* 作業指示:
以下のすべての項目で「Query」を「Target」に更新し、ほかの部分は一切変えずに各行を改めて示してください。

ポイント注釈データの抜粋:
┄┄┄┄┄┄┄┄┄┄
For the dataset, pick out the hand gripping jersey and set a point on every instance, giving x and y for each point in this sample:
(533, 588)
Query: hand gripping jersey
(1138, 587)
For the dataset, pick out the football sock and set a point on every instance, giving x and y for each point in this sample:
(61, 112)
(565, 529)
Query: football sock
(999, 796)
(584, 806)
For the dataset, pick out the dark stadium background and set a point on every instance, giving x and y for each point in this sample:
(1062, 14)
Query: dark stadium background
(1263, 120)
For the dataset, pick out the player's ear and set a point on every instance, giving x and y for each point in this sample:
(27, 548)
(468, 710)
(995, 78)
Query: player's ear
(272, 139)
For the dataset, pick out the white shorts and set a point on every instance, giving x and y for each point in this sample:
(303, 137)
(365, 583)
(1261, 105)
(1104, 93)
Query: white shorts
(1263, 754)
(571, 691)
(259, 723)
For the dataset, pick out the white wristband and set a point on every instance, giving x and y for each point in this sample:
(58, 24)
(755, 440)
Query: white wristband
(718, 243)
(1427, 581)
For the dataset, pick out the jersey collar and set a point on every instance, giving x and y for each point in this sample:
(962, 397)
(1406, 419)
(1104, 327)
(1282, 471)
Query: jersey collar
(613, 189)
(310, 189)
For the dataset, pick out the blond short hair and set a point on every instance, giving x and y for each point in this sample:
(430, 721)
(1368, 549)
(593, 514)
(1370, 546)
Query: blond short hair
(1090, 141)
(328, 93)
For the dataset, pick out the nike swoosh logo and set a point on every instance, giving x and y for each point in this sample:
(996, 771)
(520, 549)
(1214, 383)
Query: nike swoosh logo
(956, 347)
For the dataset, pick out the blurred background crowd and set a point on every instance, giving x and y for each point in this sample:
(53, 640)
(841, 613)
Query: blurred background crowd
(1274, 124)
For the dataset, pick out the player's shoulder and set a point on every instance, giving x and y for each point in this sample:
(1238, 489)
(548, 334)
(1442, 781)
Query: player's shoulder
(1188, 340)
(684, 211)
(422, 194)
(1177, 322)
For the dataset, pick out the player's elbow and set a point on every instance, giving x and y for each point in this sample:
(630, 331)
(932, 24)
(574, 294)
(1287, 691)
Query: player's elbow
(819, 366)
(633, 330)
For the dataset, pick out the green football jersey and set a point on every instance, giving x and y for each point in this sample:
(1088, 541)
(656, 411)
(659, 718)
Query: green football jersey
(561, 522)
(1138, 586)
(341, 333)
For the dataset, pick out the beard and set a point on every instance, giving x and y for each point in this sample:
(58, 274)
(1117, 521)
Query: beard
┄┄┄┄┄┄┄┄┄┄
* 作業結果:
For the dataset, pick out the hand gripping jersey and set a point on every instance, giving x and y for each point in this sample:
(533, 588)
Target: hand gripping jersey
(1138, 587)
For the dataset, pick out the football sock and set a point on every instance, giving x and y for each point in this sample:
(61, 112)
(565, 529)
Target: football sock
(999, 796)
(584, 806)
For the dataset, pick out the dark stadium background and set a point on every instance, giving x and y for each point in this sample:
(1062, 14)
Target: dark stadium background
(1263, 120)
For the dataset, pick out the player's ear and set a point on every instance, giving x and y for each point in this sample:
(27, 548)
(468, 710)
(995, 78)
Target: player's ear
(272, 139)
For the dataset, pick out the white shorts and set a point on every instance, giving x and y for each point in this sample:
(303, 137)
(365, 583)
(1261, 105)
(1104, 93)
Target: white shorts
(1263, 754)
(571, 691)
(259, 723)
For the dataset, pick out the white wristband and set a point on every instance, giving x and y for each point in this sample:
(58, 24)
(755, 440)
Target: white wristband
(718, 243)
(1427, 581)
For the dataset, pick out the jersey collar and set a point on every instance, giving x and y for each point in this sample:
(962, 397)
(1406, 419)
(1104, 327)
(1282, 471)
Target: jersey collar
(613, 189)
(310, 189)
For the dataset, pick out the blond short hair and set a point on every instance, giving x and y for each point in this sample:
(430, 721)
(1368, 549)
(593, 514)
(1370, 546)
Target: blond short hair
(1090, 141)
(328, 93)
For the dataset, pick out the nike swoosh logo and set a point on every instance, giving x and y for each point in this sample:
(996, 771)
(520, 549)
(1214, 383)
Target: nike swoosh logo
(956, 347)
For the dataset, pick out the blurred background crowd and set a point on every instance, giving x and y for each point in this sample:
(53, 640)
(841, 613)
Target: blurred background crowd
(1274, 124)
For the dataset, pick out the player's shoulder and set a point on every instance, giving x and y for each point in this sample:
(1238, 489)
(548, 334)
(1442, 781)
Target: player's shoulder
(1188, 340)
(684, 211)
(422, 194)
(1177, 322)
For the dataset, pick out the player's elbow and set a point on every instance, giving x and y for each point in this sample:
(630, 331)
(932, 24)
(574, 294)
(1287, 691)
Target: player's elbow
(819, 366)
(633, 330)
For the dataset, pick out the green football jersey and set a point on every instance, giving x and y for each point in this sample:
(1088, 541)
(656, 411)
(659, 718)
Target: green football jersey
(561, 522)
(1138, 586)
(341, 333)
For the dataset, pick out the beard and set a point on every instance, giving x and y for each point in this sample:
(58, 274)
(1117, 521)
Target: beard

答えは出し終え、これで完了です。